Frustrated, drifting and worried about accumulating student loan debt, Webber dropped out.

Now, she wants to finish a degree in business administration. Next month she plans to be one of the first students to enroll in the new Purdue Global, a joint, non-profit university run by Purdue and Kaplan online.

The total cost for a bachelor's degree will be $39,000. That's compared to $80,000 on campus.

"It just really gives me the flexibility I need to work a full-time job and still pursue my other career aspirations," Webber said.

With the number of college-age students declining, schools in the Midwest and New England face tough times. That's why some schools struggling to control their costs are embracing older learners online to weather the storm.

In his annual State of the University address in Boston, University of Massachusetts President Marty Meehan said he wants to expand online courses to reach working class adults.

“Growing our online footprint will make a UMass education more affordable, not just by delivering it at a lower cost but by generating revenue to hold costs down for all of our students," Meehan said.

To generate revenue on Purdue's campus, President Mitch Daniels announced last year the state university known for its engineering and science programs was acquiring Kaplan, a for-profit online college chain owned by the Graham family, the former majority owner of The Washington Post.

For years, Kaplan University had been losing students and money. But the Graham family decided to keep the profitable SAT prep program that shares the Kaplan brand.

The price? One dollar.

Under the deal approved by the Higher Learning Commission, Kaplan will continue to operate its online platform, and its 32,000 students will transfer to Purdue Global.

"The average student at what has been Kaplan University is a 33-year-old woman - three fourths are women - with a family and job, who had some college credit but didn't finish,” Daniels said. “Life somehow intervened."

Purdue University president Mitch Daniels. (AP/Michael Conroy)

The former governor of Indiana said he is trying to reach some of the 36 million Americans who have some college credit but no degree. That goal, he said, is consistent with the original mission of land grant universities that the federal government first authorized during the Civil War.

"We were put here by Abe Lincoln and his allies to open the doors of higher education beyond the wealthy, beyond the privileged and the elites,” Daniels said. “While we pursue excellence in research and scholarship every day, we are still tightly wedded to that mission of extending the franchise of education."

Of course, Purdue and Kaplan are two very different institutions. Sitting in his office, Daniels said the unusual pairing started with a call from Don Graham.

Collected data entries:
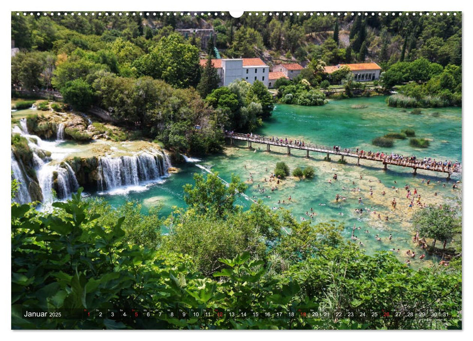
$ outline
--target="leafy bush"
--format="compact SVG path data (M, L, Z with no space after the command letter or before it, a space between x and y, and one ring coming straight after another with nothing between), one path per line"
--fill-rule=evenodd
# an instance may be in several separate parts
M401 132L405 134L406 136L408 137L412 137L416 136L416 132L414 131L414 129L403 129Z
M394 140L386 137L375 137L371 141L371 143L378 147L393 147L394 145Z
M312 179L315 175L315 171L314 168L310 166L308 166L303 171L304 177L307 179Z
M62 107L57 103L53 103L51 104L51 109L57 113L62 113L64 111Z
M406 134L404 133L388 133L384 135L386 138L397 138L399 140L404 140L406 138Z
M321 89L327 89L330 85L330 82L326 79L324 79L320 82Z
M43 101L38 104L38 109L43 111L49 110L49 102L48 101Z
M427 148L430 145L430 142L425 138L411 138L409 139L409 145L412 147Z
M287 176L289 174L289 167L284 162L278 162L276 164L276 169L274 170L274 174L276 176L284 178Z
M36 101L19 101L12 106L12 109L17 110L29 109L36 102Z
M94 130L99 134L103 134L107 131L107 127L103 123L99 122L92 122L92 127L94 127Z
M349 98L349 97L343 93L339 93L338 94L334 94L333 95L330 96L329 98L330 99L335 99L336 100L338 99L344 99L345 98Z
M64 133L76 141L89 141L92 139L89 134L77 128L67 128L64 130Z
M296 167L292 170L292 176L297 176L297 177L302 177L303 176L303 173L302 172L302 170L299 167Z

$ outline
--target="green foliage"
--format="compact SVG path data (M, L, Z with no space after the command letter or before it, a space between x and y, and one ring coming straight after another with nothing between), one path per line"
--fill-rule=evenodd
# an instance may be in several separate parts
M50 87L55 61L50 52L18 53L12 58L12 85L29 90Z
M245 184L233 174L226 186L217 173L207 174L207 179L202 174L194 174L195 184L184 186L184 201L198 214L208 213L222 217L237 209L233 206L235 197L246 189Z
M322 82L321 82L319 86L321 89L327 89L330 85L330 83L326 79L324 79Z
M155 249L162 238L159 227L162 222L158 216L161 206L153 207L143 214L142 205L138 202L129 201L113 208L105 201L96 200L90 201L90 212L100 216L96 221L105 228L113 228L116 222L124 217L121 227L125 232L123 241L130 246Z
M278 91L278 97L284 103L298 105L323 105L327 101L325 95L318 90L311 89L310 85L303 80L295 84L282 86Z
M404 140L407 136L407 134L404 133L388 133L384 135L386 138L397 138L399 140Z
M428 140L425 138L410 138L409 145L419 148L427 148L430 144Z
M83 79L67 82L61 92L64 100L79 110L87 110L92 104L92 88Z
M274 169L274 174L278 177L284 178L290 174L289 167L284 162L281 161L276 164L276 168Z
M62 113L64 111L63 106L59 105L56 103L53 103L51 104L51 109L57 113Z
M209 56L207 58L205 67L201 73L202 76L197 90L202 98L205 98L214 89L218 88L221 82L217 70L212 64L211 56Z
M292 176L302 178L303 176L303 173L302 172L302 170L299 167L296 167L292 170Z
M416 132L414 129L403 129L401 132L405 134L408 137L413 137L416 136Z
M311 166L308 166L305 167L303 171L303 173L304 174L304 177L306 179L312 179L315 175L314 168Z
M64 133L73 140L77 141L90 141L92 138L87 133L77 128L66 128L64 129Z
M375 146L378 147L391 147L394 145L394 139L387 137L375 137L371 141L371 143Z
M17 110L28 109L35 103L36 101L19 101L12 106L12 109Z
M178 88L195 87L200 78L198 49L177 33L161 38L132 66L138 76L163 79Z
M432 247L435 247L437 240L442 242L452 240L454 232L461 221L453 207L447 205L439 207L430 205L416 211L413 227L418 230L421 238L434 239Z
M49 110L49 102L48 101L42 101L38 103L38 108L42 111Z

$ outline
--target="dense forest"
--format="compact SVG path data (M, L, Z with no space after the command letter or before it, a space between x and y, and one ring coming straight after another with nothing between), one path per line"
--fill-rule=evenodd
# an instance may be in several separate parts
M238 19L228 13L72 14L12 13L12 39L19 49L12 59L12 86L57 90L75 109L98 106L167 148L217 151L223 129L251 131L270 115L270 95L261 84L249 91L242 84L230 87L233 98L227 102L220 98L232 96L223 93L227 90L208 96L218 87L218 76L211 63L202 68L199 62L213 57L214 47L223 57L257 57L270 66L297 62L305 67L293 81L277 83L283 103L322 105L321 90L328 80L344 85L344 93L333 98L357 90L370 95L346 69L328 77L323 66L374 61L385 72L378 91L407 84L398 86L402 95L390 105L461 105L461 13L334 18L246 13ZM213 29L215 45L210 39L204 51L200 38L174 31L187 28Z
M54 105L61 111L98 107L120 129L139 133L124 133L123 139L139 136L190 154L221 151L225 130L254 131L274 107L262 82L242 80L219 87L211 60L214 47L222 57L303 65L294 80L277 82L274 97L287 104L323 105L322 90L334 84L344 87L340 98L355 90L369 95L346 67L330 79L323 67L372 61L383 71L374 86L382 93L399 93L390 96L389 105L461 104L461 13L333 17L260 12L238 19L227 13L104 14L12 13L12 39L19 49L12 58L12 95L21 98L17 92L25 89L57 91L65 103ZM203 49L200 38L175 31L187 28L213 29L215 45ZM199 61L206 58L202 68ZM27 117L27 124L43 119ZM12 143L32 157L25 138L12 135ZM299 222L289 211L261 202L244 210L235 200L246 186L236 177L227 186L215 174L196 174L194 180L184 187L186 207L166 217L159 207L143 214L139 202L113 208L82 196L81 189L50 210L39 209L38 203L12 203L12 327L461 328L461 204L431 206L415 217L416 228L445 242L442 252L450 257L448 266L416 270L391 252L367 254L342 235L344 227L336 222ZM12 198L18 189L12 181ZM441 244L434 241L428 251L437 252ZM226 312L218 318L166 314L41 322L24 319L25 306ZM329 317L306 318L301 312L308 309ZM239 315L244 311L244 318ZM395 311L400 315L378 315ZM268 312L282 315L255 315ZM423 312L435 318L419 315Z
M425 235L453 238L456 256L448 267L416 271L388 252L365 254L342 237L343 227L336 222L298 223L288 211L261 203L243 210L234 201L246 185L236 177L228 187L213 174L194 179L184 188L188 208L165 219L154 209L142 215L136 203L111 209L81 198L80 189L49 212L12 204L12 327L461 327L461 217L450 208L423 210L416 223ZM161 235L161 224L169 234ZM40 322L21 316L25 304L33 311L139 307L165 313ZM191 309L212 313L178 316Z

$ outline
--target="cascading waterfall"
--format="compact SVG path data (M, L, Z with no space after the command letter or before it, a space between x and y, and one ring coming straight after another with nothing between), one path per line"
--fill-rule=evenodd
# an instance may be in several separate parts
M16 201L19 204L26 204L31 202L31 197L28 190L28 183L19 163L17 161L17 158L12 151L12 180L16 179L18 181L18 190L17 191Z
M157 180L168 175L170 166L168 155L157 151L132 156L101 157L98 160L98 188L106 190Z
M57 133L56 134L56 141L64 141L64 130L66 127L66 125L64 123L59 123L57 126Z
M28 133L28 126L26 125L26 119L22 118L19 120L20 127L21 128L21 131L23 133Z

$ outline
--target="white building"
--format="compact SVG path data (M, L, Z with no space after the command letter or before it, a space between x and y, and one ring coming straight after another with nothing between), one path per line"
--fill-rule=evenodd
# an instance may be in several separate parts
M207 59L201 59L200 65L205 67ZM259 58L212 59L212 65L226 86L236 79L245 79L252 84L256 80L268 86L269 67Z
M381 67L376 63L360 63L359 64L339 64L338 65L331 65L325 67L325 72L331 74L338 70L343 65L350 68L354 76L354 80L357 82L369 80L377 80L379 79Z

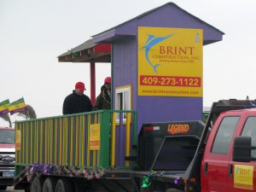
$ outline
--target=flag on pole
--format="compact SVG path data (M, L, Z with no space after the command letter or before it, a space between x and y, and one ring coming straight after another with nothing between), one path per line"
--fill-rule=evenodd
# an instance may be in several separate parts
M10 103L9 106L9 113L11 115L13 113L15 113L18 112L27 111L24 98L22 97L14 102Z
M9 111L9 99L0 102L0 115L8 113Z

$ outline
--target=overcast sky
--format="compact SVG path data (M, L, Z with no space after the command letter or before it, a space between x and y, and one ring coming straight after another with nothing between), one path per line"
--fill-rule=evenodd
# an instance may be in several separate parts
M63 100L76 82L84 82L90 96L90 64L61 63L57 56L168 2L0 0L0 102L23 96L38 118L61 115ZM222 42L203 49L204 106L220 99L255 99L256 1L172 2L225 33ZM108 63L96 67L98 95L111 72Z

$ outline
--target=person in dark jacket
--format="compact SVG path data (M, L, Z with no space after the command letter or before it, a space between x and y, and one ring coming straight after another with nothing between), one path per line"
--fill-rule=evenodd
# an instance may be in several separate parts
M84 94L86 90L83 82L78 82L75 90L68 95L63 102L63 114L79 113L92 110L91 101Z
M101 88L101 93L96 97L93 110L111 109L111 78L108 77L104 80L104 84Z

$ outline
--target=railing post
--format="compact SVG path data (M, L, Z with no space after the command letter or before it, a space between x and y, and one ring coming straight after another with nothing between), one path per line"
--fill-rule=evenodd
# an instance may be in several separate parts
M110 122L111 122L111 113L109 110L103 110L102 119L101 122L101 164L103 167L108 167L110 165L110 150L109 150L109 141L110 141Z

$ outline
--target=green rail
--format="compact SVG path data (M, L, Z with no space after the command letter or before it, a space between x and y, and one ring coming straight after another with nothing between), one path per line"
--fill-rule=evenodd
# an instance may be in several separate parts
M133 166L137 112L96 112L15 122L16 171L29 164ZM19 174L17 172L15 175Z

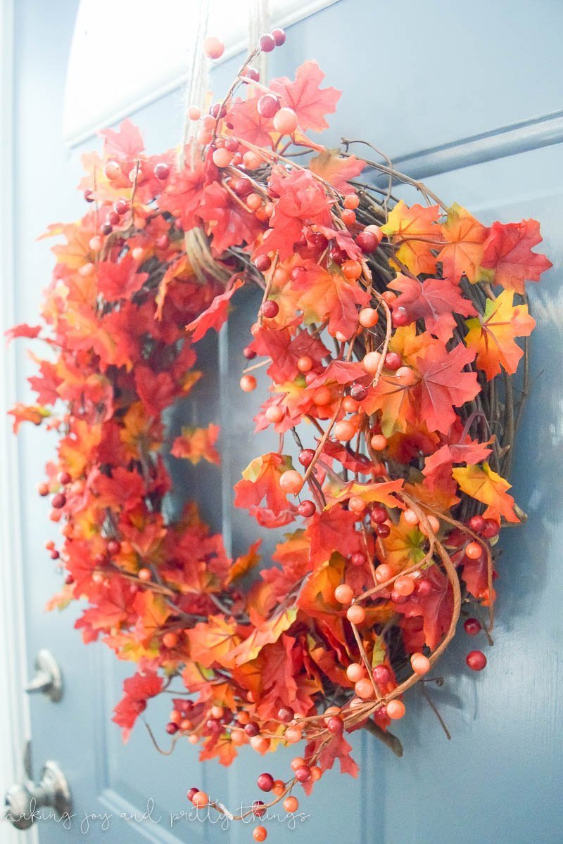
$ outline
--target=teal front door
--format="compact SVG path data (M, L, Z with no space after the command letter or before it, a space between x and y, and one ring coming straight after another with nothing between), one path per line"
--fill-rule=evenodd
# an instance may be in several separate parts
M35 237L47 223L82 213L74 186L79 154L93 141L68 151L60 131L76 7L74 0L14 4L18 322L35 323L50 275L51 257ZM165 9L166 3L154 7ZM165 17L165 23L174 25ZM463 203L484 222L541 220L544 252L554 262L530 291L539 328L532 395L512 473L528 522L502 538L488 668L469 675L468 641L461 633L440 663L443 685L430 690L451 740L425 697L410 692L409 717L398 728L403 757L392 756L367 734L356 735L360 779L328 775L303 802L306 819L295 829L271 825L273 844L558 844L563 839L562 38L563 5L554 0L340 0L290 27L286 47L272 59L273 74L291 75L298 64L315 58L328 84L344 91L329 133L334 144L343 134L372 142L403 170L426 180L447 202ZM118 85L119 56L107 61L115 62ZM238 63L230 59L214 71L218 95ZM176 91L132 114L152 152L179 137L181 102ZM223 428L223 467L209 468L201 504L212 525L230 538L234 554L248 547L256 530L233 510L230 497L241 470L258 453L248 410L249 403L257 406L260 399L236 387L252 321L251 299L239 306L219 340L206 340L200 359L210 376L194 393L191 411L192 424L214 420ZM23 400L31 369L23 349L19 354L17 398ZM35 490L52 443L30 428L17 447L29 669L37 651L47 647L65 679L60 703L40 696L31 701L34 766L57 759L76 814L70 830L41 821L41 844L249 841L248 825L222 830L174 815L187 809L185 793L194 784L229 805L240 804L254 793L249 783L263 762L248 753L230 769L203 768L184 744L171 757L162 756L142 725L123 745L111 715L131 666L117 663L101 645L84 647L70 613L44 613L60 578L46 558L43 543L51 528ZM157 701L151 722L163 724L165 710L165 702Z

THE TASKS =>
[A] Translate this sentence from the Purdue Global article above into Spanish: "For years, Kaplan University had been losing students and money."
[B] According to the Purdue Global article above, how many Kaplan students will transfer to Purdue Global?

REPLIES =>
[A] Durante años, Kaplan University había estado perdiendo estudiantes y dinero.

[B] 32,000 students.